> _YOUR INSTRUCTIONS_
From the data below, copy exactly the lines that lie between the one holding "Query: wall mirror" and the one holding "The function MUST return, for every instance of the yellow", including both, and nothing more.

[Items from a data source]
# # # # #
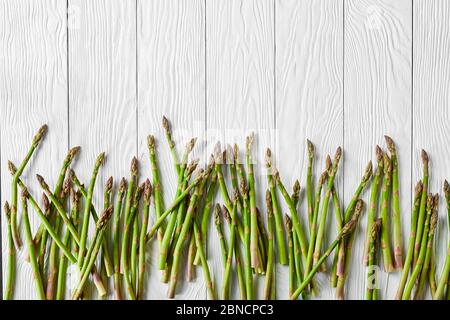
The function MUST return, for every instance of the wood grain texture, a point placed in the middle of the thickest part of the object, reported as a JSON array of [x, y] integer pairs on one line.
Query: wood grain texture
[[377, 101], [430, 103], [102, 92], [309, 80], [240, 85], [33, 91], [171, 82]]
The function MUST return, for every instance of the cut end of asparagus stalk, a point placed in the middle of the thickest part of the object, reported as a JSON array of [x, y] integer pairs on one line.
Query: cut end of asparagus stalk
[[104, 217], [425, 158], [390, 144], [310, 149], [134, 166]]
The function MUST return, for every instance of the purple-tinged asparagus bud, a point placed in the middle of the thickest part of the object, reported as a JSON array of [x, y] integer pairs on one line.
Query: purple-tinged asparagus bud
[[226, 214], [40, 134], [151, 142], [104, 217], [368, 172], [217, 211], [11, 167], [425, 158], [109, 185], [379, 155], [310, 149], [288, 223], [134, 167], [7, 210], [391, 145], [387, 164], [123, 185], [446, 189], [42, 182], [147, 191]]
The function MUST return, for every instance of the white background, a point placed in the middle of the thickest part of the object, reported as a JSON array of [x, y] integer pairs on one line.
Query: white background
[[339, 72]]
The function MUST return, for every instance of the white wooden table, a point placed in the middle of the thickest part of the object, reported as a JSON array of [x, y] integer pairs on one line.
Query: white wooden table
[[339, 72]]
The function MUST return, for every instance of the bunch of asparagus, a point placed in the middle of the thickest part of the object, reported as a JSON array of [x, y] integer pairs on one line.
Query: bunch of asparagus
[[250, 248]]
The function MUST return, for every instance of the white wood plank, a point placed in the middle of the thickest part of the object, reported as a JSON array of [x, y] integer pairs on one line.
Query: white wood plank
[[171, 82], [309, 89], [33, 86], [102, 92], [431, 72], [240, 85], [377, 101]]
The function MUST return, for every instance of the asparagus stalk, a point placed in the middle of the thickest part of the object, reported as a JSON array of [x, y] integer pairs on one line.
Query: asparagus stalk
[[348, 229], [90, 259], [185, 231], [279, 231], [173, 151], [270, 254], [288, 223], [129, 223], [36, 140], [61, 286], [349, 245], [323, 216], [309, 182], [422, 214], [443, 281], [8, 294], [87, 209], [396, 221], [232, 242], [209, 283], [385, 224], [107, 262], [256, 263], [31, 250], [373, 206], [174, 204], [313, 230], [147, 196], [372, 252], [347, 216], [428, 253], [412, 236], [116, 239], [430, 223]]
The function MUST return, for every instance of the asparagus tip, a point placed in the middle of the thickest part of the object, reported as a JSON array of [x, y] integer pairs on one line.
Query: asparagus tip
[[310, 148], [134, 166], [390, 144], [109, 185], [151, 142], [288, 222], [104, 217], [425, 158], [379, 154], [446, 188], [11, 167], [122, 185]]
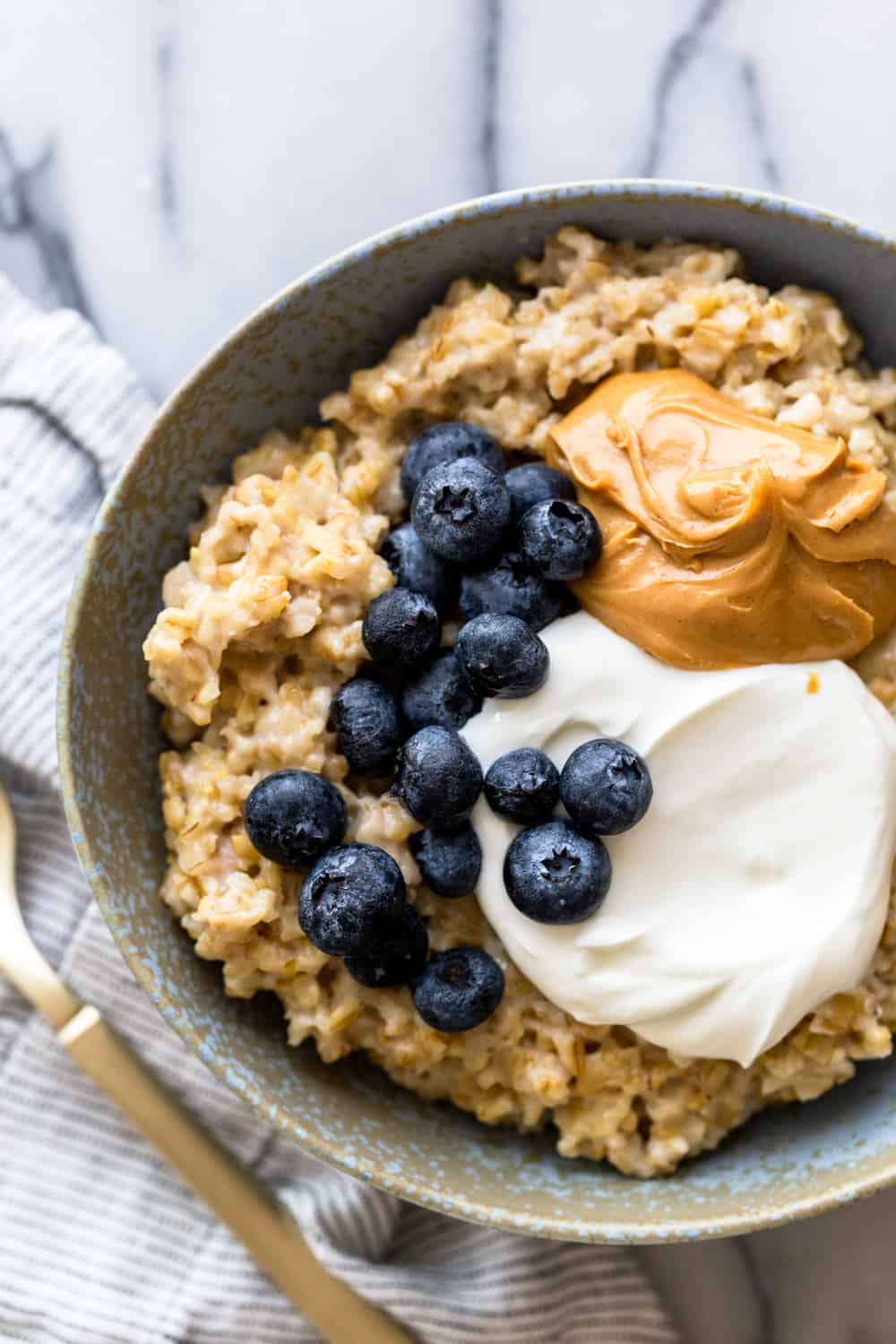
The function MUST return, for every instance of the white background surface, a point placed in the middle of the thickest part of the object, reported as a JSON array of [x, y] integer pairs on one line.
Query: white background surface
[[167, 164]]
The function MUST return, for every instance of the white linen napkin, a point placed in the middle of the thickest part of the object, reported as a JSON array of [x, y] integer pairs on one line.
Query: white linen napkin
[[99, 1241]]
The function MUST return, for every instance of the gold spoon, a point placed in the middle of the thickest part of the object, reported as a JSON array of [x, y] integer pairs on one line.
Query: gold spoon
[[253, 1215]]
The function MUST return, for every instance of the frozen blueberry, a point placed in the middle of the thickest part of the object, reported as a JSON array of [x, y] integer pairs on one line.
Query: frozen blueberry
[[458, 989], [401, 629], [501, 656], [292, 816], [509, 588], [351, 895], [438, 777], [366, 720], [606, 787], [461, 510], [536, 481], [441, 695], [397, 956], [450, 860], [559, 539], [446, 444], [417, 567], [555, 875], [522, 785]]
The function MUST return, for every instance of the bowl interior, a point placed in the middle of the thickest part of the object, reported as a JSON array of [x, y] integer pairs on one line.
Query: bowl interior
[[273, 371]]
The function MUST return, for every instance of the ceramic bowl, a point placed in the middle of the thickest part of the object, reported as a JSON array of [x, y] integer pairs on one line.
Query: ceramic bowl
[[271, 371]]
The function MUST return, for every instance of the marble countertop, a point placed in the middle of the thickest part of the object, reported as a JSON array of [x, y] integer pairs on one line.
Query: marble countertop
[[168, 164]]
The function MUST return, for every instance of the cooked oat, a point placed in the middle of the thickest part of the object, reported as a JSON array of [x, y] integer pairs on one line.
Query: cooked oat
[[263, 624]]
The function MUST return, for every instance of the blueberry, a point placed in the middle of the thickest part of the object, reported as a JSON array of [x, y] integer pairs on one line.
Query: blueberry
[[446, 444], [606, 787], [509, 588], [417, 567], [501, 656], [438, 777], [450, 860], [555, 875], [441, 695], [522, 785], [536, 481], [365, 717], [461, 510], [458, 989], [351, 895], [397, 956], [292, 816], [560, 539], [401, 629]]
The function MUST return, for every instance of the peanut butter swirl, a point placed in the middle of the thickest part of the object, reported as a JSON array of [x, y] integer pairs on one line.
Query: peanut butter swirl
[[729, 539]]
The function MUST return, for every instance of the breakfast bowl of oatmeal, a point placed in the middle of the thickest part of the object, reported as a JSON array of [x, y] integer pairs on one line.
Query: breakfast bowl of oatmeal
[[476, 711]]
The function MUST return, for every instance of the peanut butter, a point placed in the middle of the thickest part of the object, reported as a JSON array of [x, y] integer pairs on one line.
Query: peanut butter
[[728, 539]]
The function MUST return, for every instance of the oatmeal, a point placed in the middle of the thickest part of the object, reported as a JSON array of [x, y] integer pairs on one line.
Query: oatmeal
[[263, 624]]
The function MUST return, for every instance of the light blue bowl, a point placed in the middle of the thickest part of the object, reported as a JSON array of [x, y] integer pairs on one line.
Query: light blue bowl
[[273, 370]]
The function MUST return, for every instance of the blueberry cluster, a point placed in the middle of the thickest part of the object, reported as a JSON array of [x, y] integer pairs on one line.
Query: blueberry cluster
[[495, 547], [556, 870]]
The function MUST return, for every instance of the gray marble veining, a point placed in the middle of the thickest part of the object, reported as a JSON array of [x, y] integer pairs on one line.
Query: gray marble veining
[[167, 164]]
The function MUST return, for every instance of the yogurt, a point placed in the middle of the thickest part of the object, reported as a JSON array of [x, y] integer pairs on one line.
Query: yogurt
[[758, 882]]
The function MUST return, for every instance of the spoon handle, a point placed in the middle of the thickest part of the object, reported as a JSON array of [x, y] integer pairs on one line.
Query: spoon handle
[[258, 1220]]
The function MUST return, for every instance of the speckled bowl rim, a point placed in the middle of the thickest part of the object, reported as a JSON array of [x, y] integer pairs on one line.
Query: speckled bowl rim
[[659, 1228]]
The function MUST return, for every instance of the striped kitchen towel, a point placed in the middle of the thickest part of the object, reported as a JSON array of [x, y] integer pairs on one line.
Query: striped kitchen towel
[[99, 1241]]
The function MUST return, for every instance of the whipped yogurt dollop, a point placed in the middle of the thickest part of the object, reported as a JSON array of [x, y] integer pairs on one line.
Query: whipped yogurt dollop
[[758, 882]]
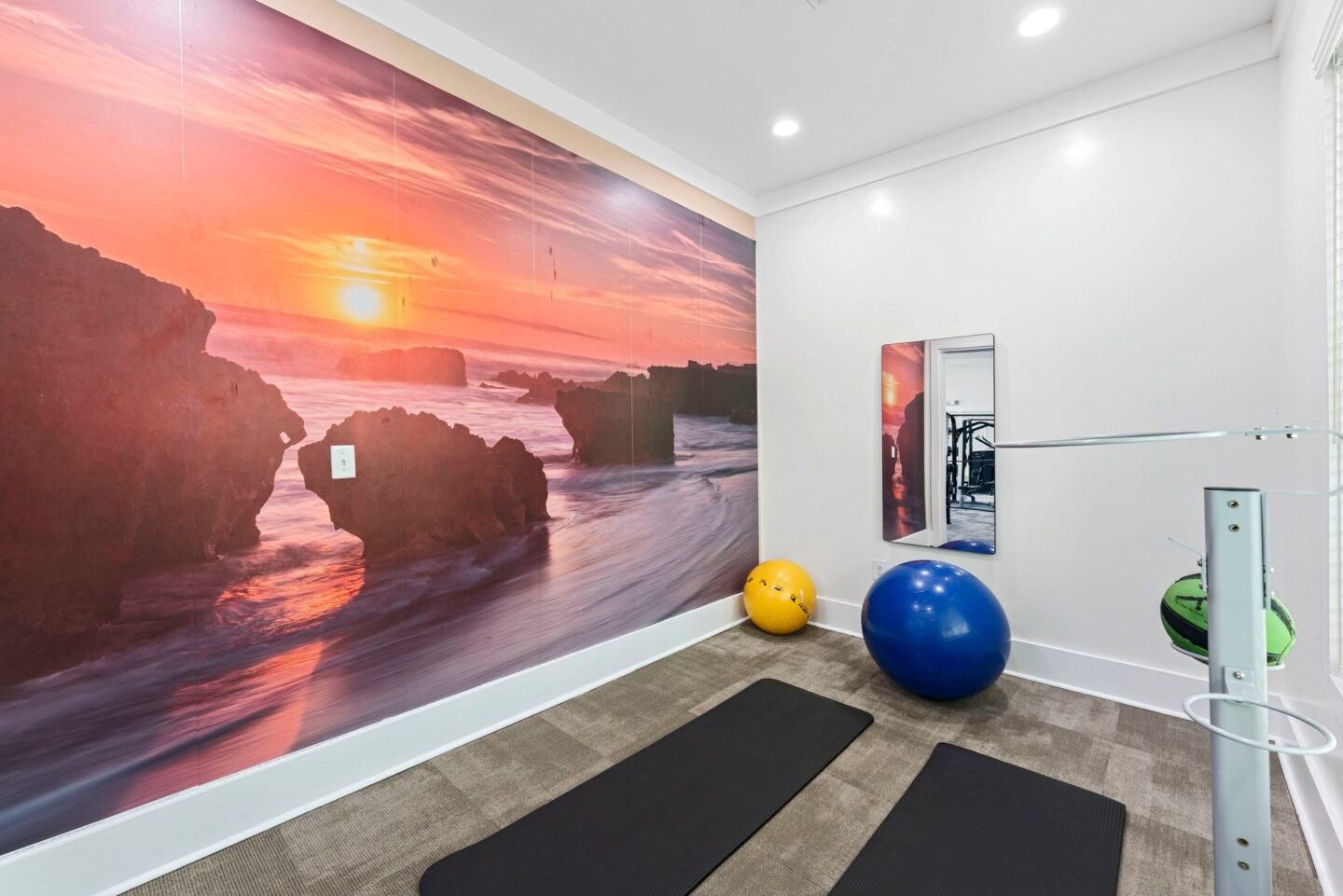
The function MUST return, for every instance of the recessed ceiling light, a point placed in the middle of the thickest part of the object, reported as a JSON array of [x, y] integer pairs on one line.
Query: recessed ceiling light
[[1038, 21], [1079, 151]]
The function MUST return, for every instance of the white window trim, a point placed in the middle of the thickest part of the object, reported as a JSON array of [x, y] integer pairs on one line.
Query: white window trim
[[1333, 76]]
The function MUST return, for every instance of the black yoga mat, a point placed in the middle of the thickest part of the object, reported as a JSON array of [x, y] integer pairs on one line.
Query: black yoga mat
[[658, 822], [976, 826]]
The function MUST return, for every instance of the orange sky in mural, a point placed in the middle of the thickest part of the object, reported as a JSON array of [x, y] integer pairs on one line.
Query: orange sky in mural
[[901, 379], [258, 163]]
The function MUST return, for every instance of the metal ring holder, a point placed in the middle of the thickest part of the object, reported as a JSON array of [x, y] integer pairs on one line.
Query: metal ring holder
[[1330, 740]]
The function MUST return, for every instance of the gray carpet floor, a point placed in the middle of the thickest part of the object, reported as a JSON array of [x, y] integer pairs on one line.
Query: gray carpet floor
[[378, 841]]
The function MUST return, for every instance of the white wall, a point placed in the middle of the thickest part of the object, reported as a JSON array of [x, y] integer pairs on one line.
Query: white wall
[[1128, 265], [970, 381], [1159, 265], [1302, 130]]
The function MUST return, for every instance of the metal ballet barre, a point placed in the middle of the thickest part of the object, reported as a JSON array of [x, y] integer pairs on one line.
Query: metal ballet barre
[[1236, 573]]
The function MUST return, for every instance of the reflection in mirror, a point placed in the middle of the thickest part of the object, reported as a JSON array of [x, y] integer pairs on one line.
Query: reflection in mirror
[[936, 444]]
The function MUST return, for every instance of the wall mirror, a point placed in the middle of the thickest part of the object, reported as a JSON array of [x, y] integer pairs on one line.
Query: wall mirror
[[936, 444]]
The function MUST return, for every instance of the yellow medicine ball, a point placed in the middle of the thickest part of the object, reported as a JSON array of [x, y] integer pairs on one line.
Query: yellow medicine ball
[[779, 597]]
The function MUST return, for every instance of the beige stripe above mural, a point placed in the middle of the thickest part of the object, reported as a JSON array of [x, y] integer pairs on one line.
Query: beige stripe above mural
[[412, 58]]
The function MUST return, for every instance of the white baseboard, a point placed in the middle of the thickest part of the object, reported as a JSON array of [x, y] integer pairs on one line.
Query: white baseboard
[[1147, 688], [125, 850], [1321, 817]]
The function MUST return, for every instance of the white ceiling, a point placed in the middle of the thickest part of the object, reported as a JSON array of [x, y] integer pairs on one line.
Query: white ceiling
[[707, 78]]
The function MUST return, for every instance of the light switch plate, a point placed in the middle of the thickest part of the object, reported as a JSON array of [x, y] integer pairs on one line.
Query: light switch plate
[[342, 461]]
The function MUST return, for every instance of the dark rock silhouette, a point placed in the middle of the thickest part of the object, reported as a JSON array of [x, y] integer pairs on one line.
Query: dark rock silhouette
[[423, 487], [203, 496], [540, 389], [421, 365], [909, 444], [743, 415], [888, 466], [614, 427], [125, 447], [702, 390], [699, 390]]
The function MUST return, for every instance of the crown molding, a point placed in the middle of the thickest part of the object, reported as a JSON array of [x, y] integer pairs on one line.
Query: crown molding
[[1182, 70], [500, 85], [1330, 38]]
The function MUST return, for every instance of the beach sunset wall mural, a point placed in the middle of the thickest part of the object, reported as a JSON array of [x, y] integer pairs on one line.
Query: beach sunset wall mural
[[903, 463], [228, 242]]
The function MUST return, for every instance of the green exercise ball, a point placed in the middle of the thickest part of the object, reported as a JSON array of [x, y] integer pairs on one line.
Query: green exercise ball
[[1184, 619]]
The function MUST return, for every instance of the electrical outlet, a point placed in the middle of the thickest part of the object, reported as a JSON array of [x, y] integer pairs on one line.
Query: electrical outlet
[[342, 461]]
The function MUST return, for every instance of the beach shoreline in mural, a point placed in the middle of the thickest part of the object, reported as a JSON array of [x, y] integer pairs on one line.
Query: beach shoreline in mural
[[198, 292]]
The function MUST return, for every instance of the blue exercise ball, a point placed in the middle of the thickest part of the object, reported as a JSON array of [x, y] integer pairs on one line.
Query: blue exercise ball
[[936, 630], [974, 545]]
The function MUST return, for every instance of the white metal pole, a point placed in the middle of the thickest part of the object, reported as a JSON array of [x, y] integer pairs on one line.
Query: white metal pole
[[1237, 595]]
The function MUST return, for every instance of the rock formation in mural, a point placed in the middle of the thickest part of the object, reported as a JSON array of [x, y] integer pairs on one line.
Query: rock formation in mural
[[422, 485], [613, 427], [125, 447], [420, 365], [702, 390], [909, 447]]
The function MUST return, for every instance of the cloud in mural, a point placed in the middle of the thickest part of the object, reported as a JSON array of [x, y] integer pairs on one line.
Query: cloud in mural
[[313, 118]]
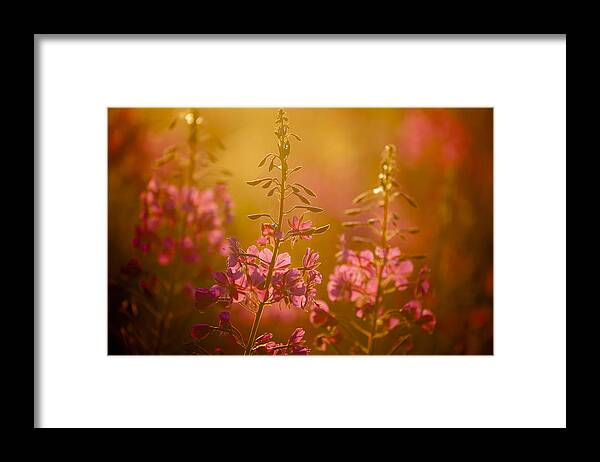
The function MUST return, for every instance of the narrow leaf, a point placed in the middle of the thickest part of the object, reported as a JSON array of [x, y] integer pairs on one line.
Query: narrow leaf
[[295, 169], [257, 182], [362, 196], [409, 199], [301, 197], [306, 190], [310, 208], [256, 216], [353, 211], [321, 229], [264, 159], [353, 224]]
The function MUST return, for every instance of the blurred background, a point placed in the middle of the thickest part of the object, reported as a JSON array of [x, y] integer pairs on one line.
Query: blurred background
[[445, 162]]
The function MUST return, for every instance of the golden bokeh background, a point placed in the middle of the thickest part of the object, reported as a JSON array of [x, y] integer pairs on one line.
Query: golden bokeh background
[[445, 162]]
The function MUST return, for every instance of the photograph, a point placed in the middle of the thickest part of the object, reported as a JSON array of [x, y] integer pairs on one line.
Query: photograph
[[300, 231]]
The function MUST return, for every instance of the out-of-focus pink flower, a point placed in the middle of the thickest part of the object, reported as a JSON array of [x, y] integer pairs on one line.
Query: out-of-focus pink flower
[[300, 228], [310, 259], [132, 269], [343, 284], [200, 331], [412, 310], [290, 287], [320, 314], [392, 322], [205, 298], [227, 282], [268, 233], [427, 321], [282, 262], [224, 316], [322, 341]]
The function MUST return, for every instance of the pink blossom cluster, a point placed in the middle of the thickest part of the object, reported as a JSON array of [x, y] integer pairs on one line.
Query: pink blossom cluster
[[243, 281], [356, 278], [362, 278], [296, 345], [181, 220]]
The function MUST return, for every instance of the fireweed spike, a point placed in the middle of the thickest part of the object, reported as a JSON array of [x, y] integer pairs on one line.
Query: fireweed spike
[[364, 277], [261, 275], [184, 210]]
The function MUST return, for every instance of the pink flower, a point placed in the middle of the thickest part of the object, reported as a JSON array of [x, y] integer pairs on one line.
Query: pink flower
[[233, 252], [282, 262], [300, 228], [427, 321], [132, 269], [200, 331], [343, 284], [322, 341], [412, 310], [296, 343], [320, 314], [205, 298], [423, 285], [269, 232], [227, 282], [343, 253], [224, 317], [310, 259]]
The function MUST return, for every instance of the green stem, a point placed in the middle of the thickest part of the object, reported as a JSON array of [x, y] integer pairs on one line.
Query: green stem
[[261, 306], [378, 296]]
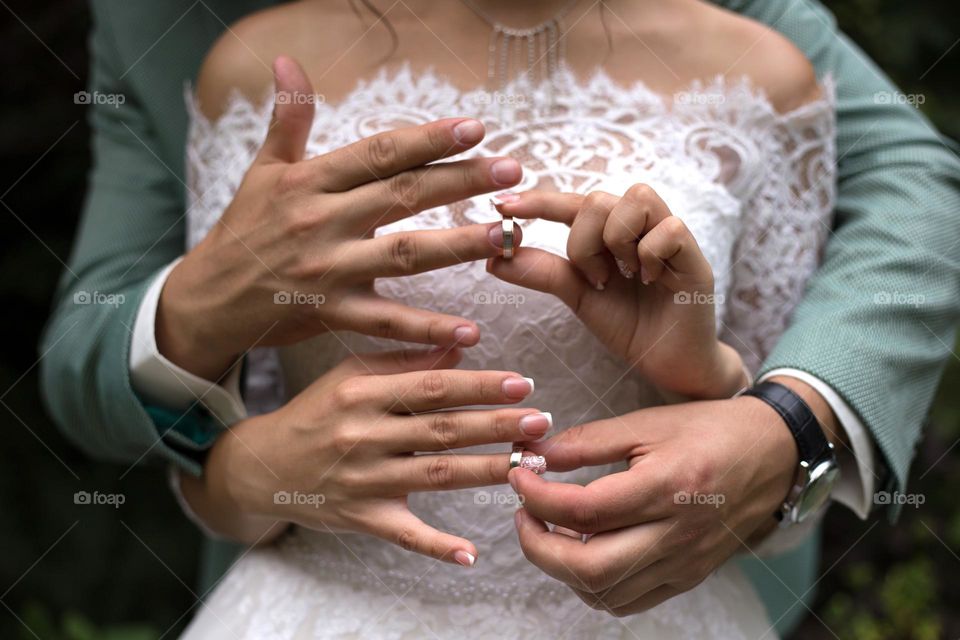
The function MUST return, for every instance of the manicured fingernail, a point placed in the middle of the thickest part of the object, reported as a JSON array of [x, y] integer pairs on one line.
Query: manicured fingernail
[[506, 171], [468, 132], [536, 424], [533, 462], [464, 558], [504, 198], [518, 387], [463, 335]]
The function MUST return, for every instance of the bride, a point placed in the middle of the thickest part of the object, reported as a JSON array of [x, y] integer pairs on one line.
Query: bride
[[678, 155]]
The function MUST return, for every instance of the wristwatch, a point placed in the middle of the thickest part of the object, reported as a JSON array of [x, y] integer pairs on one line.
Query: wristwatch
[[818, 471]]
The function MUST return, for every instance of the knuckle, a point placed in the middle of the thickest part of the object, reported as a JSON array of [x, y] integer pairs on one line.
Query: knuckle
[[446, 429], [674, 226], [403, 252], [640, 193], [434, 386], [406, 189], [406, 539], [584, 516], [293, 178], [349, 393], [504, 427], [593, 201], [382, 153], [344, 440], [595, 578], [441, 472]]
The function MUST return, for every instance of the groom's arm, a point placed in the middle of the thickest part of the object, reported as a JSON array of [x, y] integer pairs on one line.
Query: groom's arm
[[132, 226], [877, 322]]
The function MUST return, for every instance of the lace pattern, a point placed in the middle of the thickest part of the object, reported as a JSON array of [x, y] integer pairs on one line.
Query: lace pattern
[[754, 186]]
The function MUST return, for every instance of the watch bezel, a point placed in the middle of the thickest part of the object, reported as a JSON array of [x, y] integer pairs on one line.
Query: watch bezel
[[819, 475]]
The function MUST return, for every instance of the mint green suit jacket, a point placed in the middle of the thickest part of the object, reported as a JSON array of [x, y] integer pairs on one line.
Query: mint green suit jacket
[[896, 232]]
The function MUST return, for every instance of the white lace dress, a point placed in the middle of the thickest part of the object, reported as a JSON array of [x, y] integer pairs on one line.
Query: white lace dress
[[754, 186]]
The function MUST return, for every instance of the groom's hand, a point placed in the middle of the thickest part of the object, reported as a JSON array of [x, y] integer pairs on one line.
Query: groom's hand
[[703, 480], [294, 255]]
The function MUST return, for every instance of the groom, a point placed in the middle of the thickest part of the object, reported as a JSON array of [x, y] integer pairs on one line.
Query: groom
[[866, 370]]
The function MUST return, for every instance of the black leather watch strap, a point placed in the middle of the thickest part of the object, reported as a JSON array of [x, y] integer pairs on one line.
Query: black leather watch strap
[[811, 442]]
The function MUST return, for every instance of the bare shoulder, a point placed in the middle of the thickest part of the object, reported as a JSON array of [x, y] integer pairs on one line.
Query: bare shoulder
# # # # #
> _TASK RESPONSE_
Query: wall mirror
[[936, 444]]
The function MUST return, for every instance of the yellow medicine ball, a point placed in the middle of the thickest part of the object, reported as a JSON array of [x, y] integer pairs on one line.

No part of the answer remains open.